■ The request
Count how many lines of the data below contain the string "leaf", matching case exactly, and reply with the number alone.
### Provided entries
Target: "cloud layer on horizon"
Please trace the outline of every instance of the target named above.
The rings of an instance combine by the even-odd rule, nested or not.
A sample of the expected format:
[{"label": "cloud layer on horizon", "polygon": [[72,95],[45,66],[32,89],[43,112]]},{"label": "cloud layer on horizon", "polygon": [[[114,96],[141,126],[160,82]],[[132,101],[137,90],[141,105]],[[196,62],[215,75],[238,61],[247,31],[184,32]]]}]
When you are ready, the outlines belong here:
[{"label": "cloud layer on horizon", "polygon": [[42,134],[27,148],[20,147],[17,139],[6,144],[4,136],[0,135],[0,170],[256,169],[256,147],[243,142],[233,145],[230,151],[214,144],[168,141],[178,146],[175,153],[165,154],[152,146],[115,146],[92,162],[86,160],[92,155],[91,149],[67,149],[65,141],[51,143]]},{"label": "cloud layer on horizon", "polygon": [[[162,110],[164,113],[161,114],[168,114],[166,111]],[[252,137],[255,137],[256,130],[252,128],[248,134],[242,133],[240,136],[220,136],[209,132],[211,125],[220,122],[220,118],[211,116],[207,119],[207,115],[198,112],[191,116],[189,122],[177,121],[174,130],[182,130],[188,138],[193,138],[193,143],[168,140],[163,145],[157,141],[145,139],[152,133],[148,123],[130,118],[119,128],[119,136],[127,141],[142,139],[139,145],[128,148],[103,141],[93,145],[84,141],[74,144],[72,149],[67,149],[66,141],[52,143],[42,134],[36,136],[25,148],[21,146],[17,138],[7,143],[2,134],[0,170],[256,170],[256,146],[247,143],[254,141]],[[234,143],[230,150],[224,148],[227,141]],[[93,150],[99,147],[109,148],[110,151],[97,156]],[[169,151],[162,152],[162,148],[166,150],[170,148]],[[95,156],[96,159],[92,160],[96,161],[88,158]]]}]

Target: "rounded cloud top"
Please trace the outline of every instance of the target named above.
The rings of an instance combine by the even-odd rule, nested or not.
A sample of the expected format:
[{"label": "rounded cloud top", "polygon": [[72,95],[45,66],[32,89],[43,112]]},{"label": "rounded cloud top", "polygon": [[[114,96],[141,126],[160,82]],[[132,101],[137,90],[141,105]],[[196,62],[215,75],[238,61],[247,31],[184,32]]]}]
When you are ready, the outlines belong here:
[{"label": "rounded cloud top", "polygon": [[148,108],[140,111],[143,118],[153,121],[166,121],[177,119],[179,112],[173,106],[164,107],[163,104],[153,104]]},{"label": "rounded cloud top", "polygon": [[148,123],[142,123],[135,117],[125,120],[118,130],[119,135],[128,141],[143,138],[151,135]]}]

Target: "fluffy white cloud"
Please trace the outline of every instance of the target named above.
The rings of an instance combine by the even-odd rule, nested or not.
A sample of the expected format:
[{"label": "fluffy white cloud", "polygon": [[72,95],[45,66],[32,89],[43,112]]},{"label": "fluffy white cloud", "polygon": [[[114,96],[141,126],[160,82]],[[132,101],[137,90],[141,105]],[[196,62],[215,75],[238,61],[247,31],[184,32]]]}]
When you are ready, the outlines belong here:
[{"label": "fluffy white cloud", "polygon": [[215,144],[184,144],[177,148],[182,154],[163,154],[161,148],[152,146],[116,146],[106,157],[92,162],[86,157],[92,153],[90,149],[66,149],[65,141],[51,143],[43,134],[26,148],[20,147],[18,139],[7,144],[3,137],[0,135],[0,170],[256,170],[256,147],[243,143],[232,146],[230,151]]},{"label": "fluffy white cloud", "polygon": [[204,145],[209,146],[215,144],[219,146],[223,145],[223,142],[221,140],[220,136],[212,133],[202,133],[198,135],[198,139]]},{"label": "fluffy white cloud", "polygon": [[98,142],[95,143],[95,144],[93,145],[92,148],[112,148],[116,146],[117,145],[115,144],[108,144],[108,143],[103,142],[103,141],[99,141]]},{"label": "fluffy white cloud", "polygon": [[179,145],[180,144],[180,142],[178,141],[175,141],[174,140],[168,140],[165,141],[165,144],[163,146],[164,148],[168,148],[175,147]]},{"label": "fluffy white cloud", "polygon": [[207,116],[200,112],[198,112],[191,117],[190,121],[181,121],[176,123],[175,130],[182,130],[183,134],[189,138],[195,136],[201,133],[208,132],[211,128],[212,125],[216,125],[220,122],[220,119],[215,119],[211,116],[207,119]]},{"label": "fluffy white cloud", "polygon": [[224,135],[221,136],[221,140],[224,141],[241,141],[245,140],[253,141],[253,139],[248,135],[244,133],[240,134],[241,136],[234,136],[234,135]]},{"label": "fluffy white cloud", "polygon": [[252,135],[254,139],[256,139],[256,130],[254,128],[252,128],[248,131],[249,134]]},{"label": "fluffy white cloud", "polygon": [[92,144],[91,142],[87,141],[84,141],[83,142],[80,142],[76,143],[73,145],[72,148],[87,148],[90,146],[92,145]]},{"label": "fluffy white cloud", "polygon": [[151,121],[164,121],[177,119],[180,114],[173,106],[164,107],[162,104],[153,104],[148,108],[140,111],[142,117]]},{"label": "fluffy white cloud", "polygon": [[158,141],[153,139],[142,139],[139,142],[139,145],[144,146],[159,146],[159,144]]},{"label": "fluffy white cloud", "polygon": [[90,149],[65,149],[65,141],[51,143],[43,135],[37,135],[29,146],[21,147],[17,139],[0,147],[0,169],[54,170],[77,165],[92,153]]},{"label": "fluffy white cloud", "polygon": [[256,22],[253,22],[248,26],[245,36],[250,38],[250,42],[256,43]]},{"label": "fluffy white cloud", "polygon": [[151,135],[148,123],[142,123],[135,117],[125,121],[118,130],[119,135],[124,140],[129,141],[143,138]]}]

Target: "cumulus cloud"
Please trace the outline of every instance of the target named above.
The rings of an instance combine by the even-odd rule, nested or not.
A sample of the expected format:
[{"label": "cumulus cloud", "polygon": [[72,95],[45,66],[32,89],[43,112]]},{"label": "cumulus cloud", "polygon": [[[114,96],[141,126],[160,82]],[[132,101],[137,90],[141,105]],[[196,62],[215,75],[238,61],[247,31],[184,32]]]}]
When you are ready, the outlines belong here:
######
### Provided entries
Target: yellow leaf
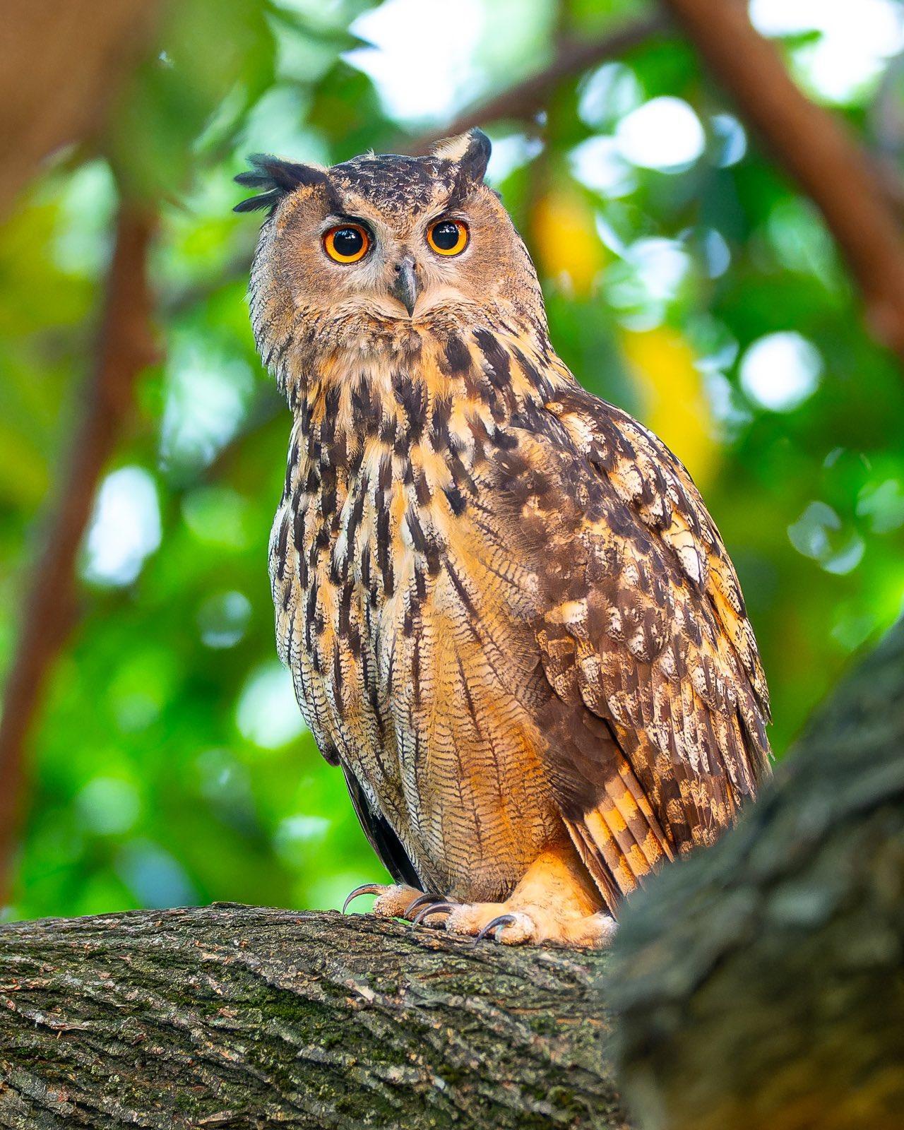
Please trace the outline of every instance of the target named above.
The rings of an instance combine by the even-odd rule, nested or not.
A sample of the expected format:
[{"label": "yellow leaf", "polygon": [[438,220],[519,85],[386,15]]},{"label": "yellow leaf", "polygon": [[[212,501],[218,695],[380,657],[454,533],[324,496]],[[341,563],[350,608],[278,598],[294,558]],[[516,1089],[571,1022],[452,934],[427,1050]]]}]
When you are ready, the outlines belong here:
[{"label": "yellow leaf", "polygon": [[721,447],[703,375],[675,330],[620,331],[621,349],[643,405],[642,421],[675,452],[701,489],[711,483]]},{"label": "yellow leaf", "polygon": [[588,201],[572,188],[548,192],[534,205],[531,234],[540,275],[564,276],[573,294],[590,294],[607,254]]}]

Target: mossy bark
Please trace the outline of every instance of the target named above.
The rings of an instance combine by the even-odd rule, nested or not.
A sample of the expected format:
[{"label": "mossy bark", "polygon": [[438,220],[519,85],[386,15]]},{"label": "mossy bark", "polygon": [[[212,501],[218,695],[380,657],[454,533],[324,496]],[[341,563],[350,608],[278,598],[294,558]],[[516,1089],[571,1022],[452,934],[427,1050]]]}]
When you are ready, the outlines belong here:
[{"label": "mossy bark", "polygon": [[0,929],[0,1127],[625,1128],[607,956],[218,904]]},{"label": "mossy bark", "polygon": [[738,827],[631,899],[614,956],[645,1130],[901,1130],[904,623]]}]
######
■ Correct response
3